→ **PODANY TEKST**
☆ ☆ ☆

Kiedy tam wejdziesz, unieś wysoko głowę. Twoim oczom ukaże się fantastyczne arcydzieło XVII-wiecznego mistrza Reinholda Schneidera. Na całym suficie, na rozpiętym cienkim płótnie, malarz namalował sceny Zmartwychwstania, Sądu Ostatecznego i kilka ujęć z Nowego Testamentu. Pewnie przy okazji dostrzeżesz też zwisający z sufitu model statku i będziesz się zastanawiał, kto i po co go tam umieścił. To dar – podziękowanie załogi za ocalenie życia. Jak widzisz, ten kościół pełen jest symboli.
Skąd tory przy plaży? To pozostałość trasy Kolei Nadzalewowej. Gdy usłyszałam, że kolej ta powstała już w XIX wieku z inicjatywy cesarza Wilhelma II – właściciela letniej rezydencji w Kadynach, wydawało mi się, że te tory to jakaś niesamowicie stara historia. Okazuje się, że jeszcze do niedawna mieszkańcy okolicznych miejscowości dojeżdżali tą kolejką do Elbląga. Dotąd wydawało mi się, że piękną trasą biegnie moja kolej z Trójmiasta na Kaszuby, ale gdy zobaczyłam widoki, jakie oglądali pasażerowie Kolei Nadzalewowej – Zalew Wiślany z jednej i wzgórza Wysoczyzny Elbląskiej z drugiej strony, zaczęłam mieć wątpliwości, która trasa jest bardziej malownicza. Jeśli będziesz kontynuować wędrówkę po plażach południowego brzegu Zalewu, na te tory natkniesz się jeszcze wielokrotnie.
Sama miejscowość rozpościera się u stóp Kadyńskiego Lasu. Wchodząc do niego mijasz pomnik przyrody – okazały Dąb Bażyńskiego. Skąd ta nazwa? Rodzina Bażyńskich była właścicielami Kadyn od XV – XVII wieku. Dąb nazwano na cześć najbardziej znanej postaci tej dynastii – Jana z Bażyn, którego podręczniki historii pamiętają jako założyciela Związku Pruskiego, powołanego w 1440 roku, który miał chronić interesy pruskiej szlachty i mieszczan wobec polityki Zakonu Krzyżackiego i „złych zamiarów” Polaków.
Jeśli w Kadynach postanowisz zatrzymać się na dłużej i będziesz mieć ochotę na bliższe poznanie, na pewno dotrzesz do uroczej plaży, na której wypoczniesz. A kiedy zapytasz miejscowych o drogę, bez wahania pokażą Ci drogę do Klasztoru oo. Franciszkanów, a jeszcze dalej do punktu widokowego oraz ruin dawnych Królewskich Wytwórni Majoliki Kadyny.

☆ ☆ ☆

→ **TREŚĆ ZADANIA 1**
Przepisz w całości wiersze wpisów od ich początku do wiersza z „pixel 1036 222” włącznie, mnożąc każdą współrzędną w odpowiedziach przez 0,25 i zaokrąglając wynik do liczby całkowitej (połówki w górę). Obrazy pomiń.
Tekst i wpisy nie mają ze sobą żadnego związku.

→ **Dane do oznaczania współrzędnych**

☆ ☆ ☆

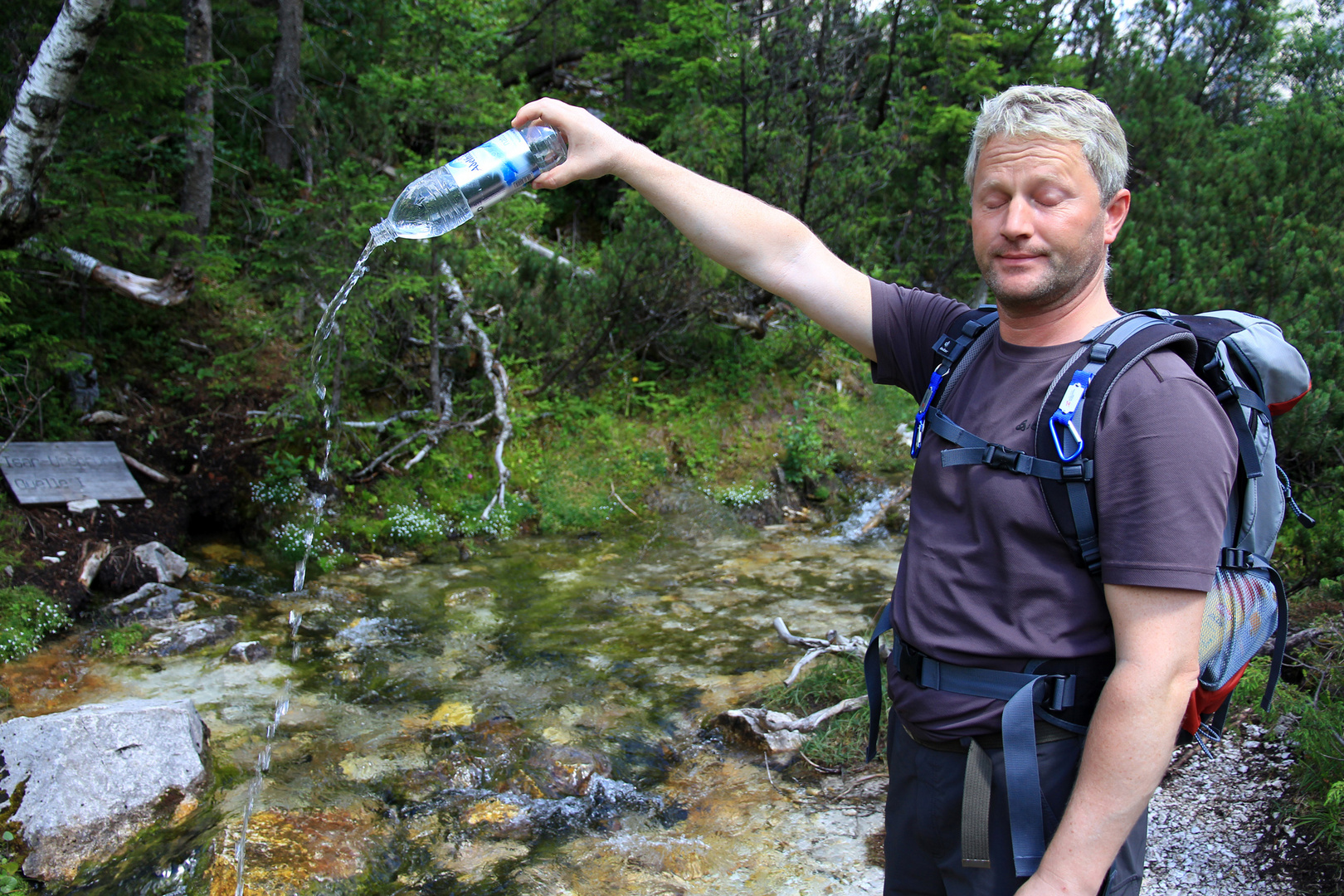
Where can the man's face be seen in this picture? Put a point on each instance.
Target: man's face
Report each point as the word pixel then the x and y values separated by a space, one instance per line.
pixel 1036 222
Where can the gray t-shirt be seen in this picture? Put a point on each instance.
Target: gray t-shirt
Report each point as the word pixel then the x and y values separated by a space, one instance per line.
pixel 986 578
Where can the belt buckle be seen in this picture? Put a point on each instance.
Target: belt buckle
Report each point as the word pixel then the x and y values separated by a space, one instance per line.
pixel 1001 457
pixel 1060 691
pixel 910 664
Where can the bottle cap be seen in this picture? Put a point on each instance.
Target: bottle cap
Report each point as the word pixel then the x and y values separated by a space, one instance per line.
pixel 382 232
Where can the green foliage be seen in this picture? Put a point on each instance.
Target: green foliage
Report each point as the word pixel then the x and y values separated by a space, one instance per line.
pixel 843 740
pixel 27 616
pixel 119 642
pixel 806 458
pixel 11 880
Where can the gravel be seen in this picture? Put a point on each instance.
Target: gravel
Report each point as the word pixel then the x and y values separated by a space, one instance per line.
pixel 1215 824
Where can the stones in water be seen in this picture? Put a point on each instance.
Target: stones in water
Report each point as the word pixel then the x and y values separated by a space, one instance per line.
pixel 566 772
pixel 292 850
pixel 91 778
pixel 149 602
pixel 183 637
pixel 162 562
pixel 249 652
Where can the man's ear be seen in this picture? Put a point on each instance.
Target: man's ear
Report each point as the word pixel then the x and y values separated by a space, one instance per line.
pixel 1116 214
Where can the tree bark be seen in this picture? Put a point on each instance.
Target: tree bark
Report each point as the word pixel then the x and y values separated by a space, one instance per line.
pixel 285 85
pixel 30 134
pixel 197 187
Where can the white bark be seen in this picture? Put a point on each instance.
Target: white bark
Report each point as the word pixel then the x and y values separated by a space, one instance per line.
pixel 30 134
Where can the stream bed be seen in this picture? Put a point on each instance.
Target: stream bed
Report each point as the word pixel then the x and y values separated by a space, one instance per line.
pixel 528 720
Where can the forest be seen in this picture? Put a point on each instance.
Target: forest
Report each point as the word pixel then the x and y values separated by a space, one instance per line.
pixel 167 254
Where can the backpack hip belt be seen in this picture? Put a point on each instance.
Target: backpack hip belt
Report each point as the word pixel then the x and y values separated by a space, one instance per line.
pixel 1255 375
pixel 1027 696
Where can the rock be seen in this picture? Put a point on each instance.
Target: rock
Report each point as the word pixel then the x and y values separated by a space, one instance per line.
pixel 567 772
pixel 158 559
pixel 95 776
pixel 151 601
pixel 249 652
pixel 190 635
pixel 290 850
pixel 765 730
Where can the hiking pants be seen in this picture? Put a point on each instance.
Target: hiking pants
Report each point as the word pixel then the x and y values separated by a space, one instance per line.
pixel 923 821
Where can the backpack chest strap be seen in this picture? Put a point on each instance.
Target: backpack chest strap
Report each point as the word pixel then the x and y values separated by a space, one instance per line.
pixel 1001 457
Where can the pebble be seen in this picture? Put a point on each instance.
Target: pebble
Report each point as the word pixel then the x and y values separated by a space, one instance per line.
pixel 1213 829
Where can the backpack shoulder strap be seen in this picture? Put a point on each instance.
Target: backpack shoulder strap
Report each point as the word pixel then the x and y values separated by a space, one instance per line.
pixel 1066 425
pixel 957 342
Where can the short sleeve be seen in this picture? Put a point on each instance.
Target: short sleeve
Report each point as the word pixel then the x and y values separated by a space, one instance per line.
pixel 1166 461
pixel 905 325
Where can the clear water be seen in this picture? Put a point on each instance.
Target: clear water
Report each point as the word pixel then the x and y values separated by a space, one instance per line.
pixel 425 698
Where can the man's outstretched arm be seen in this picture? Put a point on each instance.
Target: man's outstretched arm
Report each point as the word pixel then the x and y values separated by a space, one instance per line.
pixel 762 243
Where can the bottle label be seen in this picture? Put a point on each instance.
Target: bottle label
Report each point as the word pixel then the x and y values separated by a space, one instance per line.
pixel 504 156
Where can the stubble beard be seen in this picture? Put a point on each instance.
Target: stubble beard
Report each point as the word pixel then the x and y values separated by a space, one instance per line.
pixel 1064 280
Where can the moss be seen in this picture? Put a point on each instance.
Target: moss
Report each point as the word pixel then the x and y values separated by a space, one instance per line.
pixel 843 740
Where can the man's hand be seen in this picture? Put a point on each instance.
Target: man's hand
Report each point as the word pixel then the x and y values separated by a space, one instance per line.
pixel 762 243
pixel 594 148
pixel 1131 735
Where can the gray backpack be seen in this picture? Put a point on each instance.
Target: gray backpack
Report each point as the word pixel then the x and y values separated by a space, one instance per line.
pixel 1255 375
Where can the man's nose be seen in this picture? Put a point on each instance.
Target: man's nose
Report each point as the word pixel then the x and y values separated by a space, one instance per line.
pixel 1018 222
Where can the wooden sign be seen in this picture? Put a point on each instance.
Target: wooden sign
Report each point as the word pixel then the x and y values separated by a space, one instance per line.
pixel 60 472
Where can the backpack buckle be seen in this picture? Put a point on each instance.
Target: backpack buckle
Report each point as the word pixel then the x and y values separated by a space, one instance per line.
pixel 1062 691
pixel 910 664
pixel 1001 457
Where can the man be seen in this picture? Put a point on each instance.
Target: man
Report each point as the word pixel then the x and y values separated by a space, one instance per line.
pixel 986 579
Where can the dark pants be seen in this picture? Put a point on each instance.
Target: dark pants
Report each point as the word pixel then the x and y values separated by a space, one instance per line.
pixel 923 821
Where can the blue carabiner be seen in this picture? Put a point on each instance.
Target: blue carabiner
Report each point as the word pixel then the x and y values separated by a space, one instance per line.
pixel 1064 416
pixel 925 403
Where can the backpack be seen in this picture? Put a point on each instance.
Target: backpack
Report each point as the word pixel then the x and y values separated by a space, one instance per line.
pixel 1255 375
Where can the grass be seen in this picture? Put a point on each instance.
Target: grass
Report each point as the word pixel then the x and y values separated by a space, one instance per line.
pixel 27 616
pixel 840 742
pixel 119 642
pixel 576 458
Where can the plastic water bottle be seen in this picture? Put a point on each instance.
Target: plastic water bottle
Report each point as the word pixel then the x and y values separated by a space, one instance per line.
pixel 448 197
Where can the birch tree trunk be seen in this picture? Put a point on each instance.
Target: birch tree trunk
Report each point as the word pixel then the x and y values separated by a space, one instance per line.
pixel 285 85
pixel 28 136
pixel 197 187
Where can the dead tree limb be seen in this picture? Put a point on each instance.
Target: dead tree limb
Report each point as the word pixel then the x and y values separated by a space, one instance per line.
pixel 494 373
pixel 30 134
pixel 854 645
pixel 169 289
pixel 527 242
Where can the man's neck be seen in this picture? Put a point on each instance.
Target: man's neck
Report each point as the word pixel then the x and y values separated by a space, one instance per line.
pixel 1066 323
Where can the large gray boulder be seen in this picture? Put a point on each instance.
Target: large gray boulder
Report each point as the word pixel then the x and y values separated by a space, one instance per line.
pixel 95 777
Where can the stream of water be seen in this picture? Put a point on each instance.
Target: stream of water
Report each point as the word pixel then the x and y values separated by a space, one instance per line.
pixel 527 722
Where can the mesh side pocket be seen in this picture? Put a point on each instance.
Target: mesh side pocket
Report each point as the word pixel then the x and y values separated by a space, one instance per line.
pixel 1241 614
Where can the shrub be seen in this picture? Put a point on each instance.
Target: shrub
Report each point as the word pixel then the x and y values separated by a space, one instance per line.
pixel 27 616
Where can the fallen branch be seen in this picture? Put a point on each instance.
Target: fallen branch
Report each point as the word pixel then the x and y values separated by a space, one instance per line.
pixel 854 645
pixel 611 484
pixel 149 470
pixel 897 497
pixel 169 289
pixel 554 256
pixel 383 425
pixel 494 373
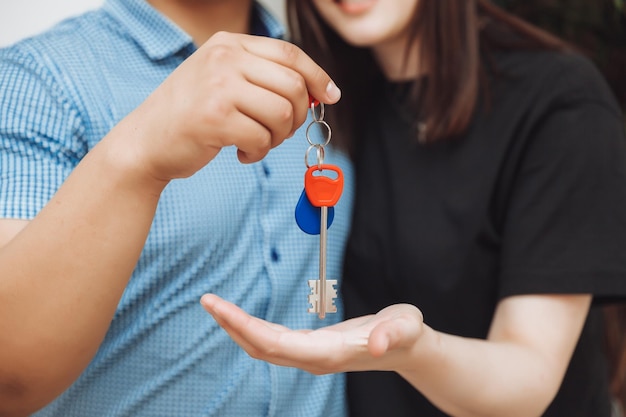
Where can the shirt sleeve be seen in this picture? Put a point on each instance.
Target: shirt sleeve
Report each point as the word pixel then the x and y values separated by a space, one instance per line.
pixel 40 134
pixel 565 227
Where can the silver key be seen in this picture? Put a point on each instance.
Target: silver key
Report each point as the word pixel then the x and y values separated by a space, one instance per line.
pixel 323 292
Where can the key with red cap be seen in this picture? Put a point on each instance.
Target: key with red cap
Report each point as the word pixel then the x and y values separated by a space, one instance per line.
pixel 323 191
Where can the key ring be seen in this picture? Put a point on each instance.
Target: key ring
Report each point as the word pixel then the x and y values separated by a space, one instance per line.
pixel 320 156
pixel 319 121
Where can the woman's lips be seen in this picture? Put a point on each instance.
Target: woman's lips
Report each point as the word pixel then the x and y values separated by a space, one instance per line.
pixel 354 6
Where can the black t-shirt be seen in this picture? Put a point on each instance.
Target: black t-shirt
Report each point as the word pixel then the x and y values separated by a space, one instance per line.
pixel 532 200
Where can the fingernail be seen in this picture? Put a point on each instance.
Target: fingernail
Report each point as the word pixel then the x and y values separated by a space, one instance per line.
pixel 332 91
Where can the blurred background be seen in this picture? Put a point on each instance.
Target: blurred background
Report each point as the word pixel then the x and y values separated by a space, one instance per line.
pixel 596 27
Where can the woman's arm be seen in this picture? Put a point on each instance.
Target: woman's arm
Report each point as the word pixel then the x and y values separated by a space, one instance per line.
pixel 515 372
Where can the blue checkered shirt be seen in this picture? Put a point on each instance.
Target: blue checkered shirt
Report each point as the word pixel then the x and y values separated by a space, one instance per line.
pixel 229 229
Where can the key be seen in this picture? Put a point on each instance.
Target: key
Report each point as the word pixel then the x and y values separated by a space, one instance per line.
pixel 323 192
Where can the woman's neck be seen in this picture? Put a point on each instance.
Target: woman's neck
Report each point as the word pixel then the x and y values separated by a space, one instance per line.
pixel 396 63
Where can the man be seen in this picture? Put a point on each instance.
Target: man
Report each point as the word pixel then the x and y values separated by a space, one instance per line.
pixel 136 175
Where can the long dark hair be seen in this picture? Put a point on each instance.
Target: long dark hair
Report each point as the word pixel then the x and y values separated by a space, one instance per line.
pixel 455 39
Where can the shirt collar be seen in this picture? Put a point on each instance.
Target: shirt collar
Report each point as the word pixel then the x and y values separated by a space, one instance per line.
pixel 160 38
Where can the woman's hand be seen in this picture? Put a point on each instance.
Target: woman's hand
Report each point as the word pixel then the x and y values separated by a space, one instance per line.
pixel 374 342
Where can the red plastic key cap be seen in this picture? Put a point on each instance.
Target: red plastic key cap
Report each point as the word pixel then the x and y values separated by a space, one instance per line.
pixel 322 190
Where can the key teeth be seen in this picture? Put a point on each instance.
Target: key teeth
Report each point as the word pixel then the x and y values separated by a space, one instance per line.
pixel 331 295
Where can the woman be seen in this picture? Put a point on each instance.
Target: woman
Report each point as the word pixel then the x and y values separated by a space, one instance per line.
pixel 490 214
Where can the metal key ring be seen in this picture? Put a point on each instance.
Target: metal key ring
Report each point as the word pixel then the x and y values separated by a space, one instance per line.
pixel 320 155
pixel 329 133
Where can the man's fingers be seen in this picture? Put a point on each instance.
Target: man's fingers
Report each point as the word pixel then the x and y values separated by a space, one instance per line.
pixel 318 82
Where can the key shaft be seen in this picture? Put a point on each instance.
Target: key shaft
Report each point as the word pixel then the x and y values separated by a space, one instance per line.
pixel 323 238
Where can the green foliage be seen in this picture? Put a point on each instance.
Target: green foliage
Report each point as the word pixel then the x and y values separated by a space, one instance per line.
pixel 597 27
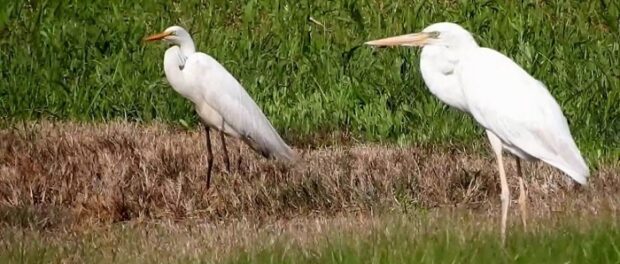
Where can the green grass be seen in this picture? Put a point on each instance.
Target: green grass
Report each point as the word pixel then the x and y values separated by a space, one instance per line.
pixel 86 61
pixel 404 239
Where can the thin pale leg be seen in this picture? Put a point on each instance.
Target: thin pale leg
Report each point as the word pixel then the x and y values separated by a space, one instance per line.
pixel 239 159
pixel 226 159
pixel 496 144
pixel 209 155
pixel 522 195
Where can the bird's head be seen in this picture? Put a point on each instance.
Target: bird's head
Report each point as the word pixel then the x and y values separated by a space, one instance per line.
pixel 174 35
pixel 443 34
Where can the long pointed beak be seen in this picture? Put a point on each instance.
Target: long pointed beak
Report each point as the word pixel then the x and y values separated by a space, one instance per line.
pixel 409 40
pixel 156 37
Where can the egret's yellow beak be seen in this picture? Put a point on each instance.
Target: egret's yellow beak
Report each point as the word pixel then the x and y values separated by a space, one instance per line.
pixel 417 39
pixel 156 37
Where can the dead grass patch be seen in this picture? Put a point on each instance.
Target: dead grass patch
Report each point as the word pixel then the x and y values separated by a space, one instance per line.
pixel 66 174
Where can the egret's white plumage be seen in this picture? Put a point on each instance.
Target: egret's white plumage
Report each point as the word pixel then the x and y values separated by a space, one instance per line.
pixel 220 100
pixel 517 111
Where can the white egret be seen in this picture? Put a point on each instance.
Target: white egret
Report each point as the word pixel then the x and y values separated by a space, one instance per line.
pixel 517 111
pixel 220 100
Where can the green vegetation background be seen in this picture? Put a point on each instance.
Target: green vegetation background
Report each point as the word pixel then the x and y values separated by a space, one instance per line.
pixel 84 60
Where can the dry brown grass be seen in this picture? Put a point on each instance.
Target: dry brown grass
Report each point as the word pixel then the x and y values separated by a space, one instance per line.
pixel 56 175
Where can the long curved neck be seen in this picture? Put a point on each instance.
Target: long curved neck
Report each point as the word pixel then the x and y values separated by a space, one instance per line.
pixel 174 63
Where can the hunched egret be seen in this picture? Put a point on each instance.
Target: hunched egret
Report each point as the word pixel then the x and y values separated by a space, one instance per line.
pixel 517 111
pixel 220 100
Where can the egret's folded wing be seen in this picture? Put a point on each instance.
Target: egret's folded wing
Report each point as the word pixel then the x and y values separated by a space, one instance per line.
pixel 519 109
pixel 226 95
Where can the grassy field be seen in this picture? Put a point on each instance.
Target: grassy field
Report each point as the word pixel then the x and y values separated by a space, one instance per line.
pixel 102 162
pixel 86 61
pixel 130 193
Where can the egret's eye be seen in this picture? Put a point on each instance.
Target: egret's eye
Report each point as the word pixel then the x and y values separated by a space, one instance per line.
pixel 433 34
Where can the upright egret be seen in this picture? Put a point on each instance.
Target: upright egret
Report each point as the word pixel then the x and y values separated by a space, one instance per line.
pixel 220 100
pixel 517 111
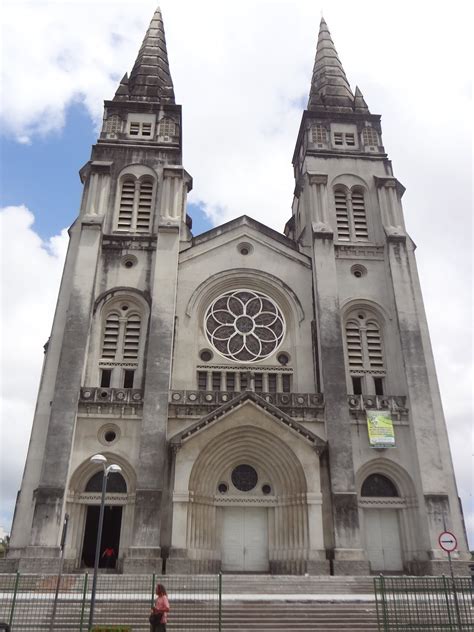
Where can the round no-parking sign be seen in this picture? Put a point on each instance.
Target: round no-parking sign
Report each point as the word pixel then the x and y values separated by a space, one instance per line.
pixel 447 541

☆ ☆ ☆

→ **TREŚĆ ZADANIA 2**
Z czyjej inicjatywy powstała Kolej Nadzalewowa według tekstu o Kadynach?

→ **ODPOWIEDŹ DO ZADANIA 1**
Where can the man's face be seen in this picture? Put a point on each instance.
Target: man's face
Report each point as the word pixel then the x and y values separated by a space, one instance per line.
pixel 259 56

→ **ODPOWIEDŹ DO ZADANIA 2**
Z inicjatywy cesarza Wilhelma II, właściciela letniej rezydencji w Kadynach.